**** INPUT MATERIAL

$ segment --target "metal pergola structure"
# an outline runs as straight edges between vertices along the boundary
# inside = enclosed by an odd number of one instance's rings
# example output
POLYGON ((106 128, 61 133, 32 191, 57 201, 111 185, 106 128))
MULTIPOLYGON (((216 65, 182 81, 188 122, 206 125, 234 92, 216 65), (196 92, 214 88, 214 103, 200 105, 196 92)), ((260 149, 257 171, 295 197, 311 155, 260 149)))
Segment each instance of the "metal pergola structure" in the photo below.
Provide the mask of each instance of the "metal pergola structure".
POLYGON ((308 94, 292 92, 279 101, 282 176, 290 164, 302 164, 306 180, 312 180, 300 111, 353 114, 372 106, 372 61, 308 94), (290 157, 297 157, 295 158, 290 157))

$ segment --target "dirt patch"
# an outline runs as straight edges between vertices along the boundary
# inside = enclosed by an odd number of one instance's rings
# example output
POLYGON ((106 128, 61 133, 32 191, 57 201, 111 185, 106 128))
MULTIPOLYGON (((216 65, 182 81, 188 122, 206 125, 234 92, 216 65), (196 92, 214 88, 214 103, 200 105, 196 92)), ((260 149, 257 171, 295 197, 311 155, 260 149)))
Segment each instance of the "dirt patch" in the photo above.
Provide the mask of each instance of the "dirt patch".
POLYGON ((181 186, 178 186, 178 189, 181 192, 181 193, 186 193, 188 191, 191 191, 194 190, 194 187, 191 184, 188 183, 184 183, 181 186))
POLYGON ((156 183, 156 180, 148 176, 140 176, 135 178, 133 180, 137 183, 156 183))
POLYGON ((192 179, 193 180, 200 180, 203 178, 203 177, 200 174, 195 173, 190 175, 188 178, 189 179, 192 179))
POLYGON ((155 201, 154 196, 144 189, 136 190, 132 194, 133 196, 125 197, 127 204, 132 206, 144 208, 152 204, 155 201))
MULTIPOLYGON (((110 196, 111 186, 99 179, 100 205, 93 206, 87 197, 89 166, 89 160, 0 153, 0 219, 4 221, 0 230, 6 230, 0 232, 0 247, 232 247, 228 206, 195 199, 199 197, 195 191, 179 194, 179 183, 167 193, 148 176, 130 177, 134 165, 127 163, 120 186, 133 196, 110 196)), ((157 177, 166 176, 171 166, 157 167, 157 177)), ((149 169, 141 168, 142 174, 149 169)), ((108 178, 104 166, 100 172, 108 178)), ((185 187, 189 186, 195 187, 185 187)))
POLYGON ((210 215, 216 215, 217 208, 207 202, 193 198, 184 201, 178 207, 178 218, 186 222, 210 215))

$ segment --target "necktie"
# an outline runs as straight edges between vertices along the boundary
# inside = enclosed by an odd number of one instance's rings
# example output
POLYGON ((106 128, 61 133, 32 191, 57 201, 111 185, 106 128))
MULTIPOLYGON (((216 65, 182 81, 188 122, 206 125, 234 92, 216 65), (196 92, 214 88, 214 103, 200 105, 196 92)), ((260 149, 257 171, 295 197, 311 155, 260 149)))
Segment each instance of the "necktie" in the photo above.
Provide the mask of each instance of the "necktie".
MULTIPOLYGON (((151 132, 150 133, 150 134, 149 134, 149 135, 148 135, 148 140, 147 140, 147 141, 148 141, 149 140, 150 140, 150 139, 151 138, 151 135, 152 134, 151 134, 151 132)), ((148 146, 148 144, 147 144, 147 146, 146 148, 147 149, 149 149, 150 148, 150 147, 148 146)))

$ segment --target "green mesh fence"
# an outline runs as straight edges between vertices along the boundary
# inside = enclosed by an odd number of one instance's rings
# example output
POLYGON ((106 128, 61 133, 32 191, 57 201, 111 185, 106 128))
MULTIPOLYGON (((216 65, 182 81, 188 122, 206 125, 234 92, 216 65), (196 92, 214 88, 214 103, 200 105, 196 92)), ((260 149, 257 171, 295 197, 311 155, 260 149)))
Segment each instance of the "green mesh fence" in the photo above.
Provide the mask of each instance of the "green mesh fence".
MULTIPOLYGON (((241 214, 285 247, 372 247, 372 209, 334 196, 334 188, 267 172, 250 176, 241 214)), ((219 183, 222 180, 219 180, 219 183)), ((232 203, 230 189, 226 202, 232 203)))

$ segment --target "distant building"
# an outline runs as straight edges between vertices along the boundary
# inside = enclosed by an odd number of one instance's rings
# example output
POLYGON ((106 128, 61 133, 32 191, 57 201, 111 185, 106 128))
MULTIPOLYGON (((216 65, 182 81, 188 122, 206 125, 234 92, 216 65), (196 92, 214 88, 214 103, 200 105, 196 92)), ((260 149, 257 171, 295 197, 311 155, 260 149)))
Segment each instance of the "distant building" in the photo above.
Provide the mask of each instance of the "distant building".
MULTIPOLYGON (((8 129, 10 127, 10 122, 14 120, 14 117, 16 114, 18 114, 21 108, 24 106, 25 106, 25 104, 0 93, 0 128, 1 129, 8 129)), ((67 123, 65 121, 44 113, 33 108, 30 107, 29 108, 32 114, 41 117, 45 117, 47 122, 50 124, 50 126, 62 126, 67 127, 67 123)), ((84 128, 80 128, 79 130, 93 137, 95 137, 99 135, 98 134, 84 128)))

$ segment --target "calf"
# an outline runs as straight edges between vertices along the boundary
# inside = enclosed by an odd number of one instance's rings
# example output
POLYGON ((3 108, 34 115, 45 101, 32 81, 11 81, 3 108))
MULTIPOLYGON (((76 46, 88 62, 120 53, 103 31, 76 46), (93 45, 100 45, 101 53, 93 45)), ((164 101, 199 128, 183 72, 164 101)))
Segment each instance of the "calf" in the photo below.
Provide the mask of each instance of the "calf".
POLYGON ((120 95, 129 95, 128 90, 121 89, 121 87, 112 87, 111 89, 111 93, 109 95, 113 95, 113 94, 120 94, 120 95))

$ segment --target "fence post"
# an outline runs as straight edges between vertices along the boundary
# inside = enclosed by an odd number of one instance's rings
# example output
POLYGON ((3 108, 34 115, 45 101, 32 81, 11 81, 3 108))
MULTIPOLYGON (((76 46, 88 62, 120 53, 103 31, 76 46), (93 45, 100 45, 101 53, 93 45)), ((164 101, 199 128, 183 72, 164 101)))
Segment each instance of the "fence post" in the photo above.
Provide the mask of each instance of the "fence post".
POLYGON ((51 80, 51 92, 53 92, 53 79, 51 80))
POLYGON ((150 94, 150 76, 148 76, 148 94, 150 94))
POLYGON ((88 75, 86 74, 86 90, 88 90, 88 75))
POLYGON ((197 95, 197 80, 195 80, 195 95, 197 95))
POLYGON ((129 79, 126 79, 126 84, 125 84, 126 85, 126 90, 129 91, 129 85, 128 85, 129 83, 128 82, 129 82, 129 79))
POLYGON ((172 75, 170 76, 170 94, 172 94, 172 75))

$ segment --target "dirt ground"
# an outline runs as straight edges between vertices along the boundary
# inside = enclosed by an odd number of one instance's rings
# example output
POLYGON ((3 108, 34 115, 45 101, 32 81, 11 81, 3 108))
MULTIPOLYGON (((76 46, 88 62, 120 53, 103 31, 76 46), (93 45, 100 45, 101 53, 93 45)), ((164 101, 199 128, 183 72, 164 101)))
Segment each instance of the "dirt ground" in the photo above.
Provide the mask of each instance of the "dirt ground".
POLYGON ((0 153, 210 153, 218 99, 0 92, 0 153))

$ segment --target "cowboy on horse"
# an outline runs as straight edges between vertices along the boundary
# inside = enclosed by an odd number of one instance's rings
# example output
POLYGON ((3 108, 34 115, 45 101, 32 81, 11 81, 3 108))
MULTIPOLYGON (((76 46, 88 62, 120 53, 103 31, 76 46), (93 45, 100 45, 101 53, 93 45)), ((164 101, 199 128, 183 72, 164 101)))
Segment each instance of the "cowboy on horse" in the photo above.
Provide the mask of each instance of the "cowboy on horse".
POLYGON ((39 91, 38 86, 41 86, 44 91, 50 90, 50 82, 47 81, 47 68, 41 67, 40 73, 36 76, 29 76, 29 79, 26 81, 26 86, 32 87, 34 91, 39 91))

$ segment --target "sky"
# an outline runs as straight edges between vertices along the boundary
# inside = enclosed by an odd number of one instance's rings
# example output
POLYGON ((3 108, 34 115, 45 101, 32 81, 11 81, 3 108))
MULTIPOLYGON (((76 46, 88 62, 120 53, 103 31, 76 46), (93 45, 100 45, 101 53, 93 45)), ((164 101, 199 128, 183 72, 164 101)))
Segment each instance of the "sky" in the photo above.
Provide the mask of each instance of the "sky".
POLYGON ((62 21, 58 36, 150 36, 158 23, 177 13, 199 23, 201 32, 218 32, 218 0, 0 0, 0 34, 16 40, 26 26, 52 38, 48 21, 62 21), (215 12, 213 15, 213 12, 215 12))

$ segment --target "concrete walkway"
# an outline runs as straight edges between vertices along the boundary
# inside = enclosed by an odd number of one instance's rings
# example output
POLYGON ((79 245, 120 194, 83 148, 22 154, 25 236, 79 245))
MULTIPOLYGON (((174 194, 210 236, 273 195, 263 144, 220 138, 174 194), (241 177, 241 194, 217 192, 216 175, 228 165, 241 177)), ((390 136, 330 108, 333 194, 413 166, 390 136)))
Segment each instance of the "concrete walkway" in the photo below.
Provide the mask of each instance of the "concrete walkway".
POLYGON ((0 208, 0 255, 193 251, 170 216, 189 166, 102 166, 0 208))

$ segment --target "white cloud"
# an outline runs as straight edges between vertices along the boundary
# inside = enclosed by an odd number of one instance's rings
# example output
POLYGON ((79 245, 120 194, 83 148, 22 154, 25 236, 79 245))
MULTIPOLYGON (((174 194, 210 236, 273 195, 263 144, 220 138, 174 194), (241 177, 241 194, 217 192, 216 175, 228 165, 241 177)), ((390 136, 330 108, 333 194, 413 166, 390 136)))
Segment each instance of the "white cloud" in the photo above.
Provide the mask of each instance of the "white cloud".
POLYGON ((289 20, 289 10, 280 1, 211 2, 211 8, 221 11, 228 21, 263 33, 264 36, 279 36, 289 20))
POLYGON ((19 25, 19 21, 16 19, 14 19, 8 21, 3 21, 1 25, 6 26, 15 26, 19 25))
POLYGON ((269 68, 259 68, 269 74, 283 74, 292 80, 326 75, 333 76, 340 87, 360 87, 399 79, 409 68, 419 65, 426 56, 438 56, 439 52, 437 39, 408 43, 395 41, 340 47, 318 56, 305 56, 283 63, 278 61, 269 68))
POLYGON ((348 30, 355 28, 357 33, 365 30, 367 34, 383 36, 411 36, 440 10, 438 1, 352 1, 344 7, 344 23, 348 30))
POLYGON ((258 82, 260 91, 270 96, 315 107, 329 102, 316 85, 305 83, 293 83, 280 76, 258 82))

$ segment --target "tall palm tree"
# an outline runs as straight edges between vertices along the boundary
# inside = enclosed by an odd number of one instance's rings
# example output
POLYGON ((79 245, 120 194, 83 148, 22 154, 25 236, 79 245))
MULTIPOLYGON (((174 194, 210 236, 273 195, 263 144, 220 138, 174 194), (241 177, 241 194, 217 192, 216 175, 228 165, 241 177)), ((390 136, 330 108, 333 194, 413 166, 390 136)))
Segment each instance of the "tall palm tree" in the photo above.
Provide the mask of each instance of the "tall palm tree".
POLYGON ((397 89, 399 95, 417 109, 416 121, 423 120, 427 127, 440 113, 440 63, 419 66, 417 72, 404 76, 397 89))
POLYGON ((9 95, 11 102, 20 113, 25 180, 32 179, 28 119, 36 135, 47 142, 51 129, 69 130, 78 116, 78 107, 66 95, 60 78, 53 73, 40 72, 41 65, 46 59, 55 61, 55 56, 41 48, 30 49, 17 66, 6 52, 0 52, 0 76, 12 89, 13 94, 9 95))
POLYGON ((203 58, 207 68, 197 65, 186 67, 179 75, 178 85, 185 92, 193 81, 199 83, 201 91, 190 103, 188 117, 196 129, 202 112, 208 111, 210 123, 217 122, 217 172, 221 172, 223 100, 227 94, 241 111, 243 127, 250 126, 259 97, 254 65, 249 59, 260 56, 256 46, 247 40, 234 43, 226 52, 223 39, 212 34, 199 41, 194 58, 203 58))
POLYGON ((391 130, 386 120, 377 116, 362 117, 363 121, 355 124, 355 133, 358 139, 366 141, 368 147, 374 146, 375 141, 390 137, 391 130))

********

TASK STATEMENT: Pick out every line above that contains the word "concrete", and copy each of those lines in full.

ANSWER BELOW:
$ segment --target "concrete walkway"
Segment each instance of the "concrete walkway" in the photo below.
Provide the mask of each instance of the "concrete walkway".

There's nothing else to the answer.